- _WRITTEN EXERCISE_
Rewrite the material from its start through the line containing "xmin=177 ymin=143 xmax=227 ymax=194", changing every "module" to "component" and leaving everything else the same.

- _Records from a dataset_

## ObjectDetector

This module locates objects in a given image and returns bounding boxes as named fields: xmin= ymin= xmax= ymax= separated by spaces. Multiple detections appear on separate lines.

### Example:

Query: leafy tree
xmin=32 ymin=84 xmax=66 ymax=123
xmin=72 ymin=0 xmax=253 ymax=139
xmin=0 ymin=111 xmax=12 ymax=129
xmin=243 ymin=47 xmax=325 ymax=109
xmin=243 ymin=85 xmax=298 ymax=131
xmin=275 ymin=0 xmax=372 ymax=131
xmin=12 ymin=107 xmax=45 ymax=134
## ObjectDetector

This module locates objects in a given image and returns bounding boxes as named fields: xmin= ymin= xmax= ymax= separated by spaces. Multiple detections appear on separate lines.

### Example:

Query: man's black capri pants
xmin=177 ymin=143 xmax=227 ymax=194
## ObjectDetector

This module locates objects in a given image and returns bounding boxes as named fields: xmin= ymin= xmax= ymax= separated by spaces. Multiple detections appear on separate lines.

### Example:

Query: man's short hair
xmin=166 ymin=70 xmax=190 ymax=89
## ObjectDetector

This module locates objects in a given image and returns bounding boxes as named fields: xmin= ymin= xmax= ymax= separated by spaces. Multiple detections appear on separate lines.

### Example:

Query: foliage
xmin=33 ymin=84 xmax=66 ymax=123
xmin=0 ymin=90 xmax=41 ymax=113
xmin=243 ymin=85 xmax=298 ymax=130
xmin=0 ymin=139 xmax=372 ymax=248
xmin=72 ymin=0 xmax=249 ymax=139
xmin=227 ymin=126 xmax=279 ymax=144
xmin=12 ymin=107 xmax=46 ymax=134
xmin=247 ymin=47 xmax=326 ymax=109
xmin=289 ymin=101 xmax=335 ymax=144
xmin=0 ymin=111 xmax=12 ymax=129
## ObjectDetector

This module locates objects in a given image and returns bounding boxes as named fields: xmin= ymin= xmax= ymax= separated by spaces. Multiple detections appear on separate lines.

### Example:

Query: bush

- _EXERCISE OUTPUT_
## ObjectDetector

This component locates objects in a given image and returns bounding boxes as named fields: xmin= ymin= xmax= ymax= separated by spaces. Multiple detections appear on separate lines.

### Example:

Query: leafy tree
xmin=32 ymin=84 xmax=66 ymax=123
xmin=72 ymin=0 xmax=253 ymax=139
xmin=0 ymin=111 xmax=12 ymax=129
xmin=243 ymin=47 xmax=325 ymax=109
xmin=243 ymin=85 xmax=298 ymax=131
xmin=275 ymin=0 xmax=372 ymax=131
xmin=12 ymin=107 xmax=45 ymax=134
## ObjectDetector

This component locates objects in a given image and returns bounding boxes as named fields: xmin= ymin= xmax= ymax= separated by spaces. Multiple detections appear on separate lines.

### Example:

Query: man's black capri pants
xmin=177 ymin=143 xmax=227 ymax=194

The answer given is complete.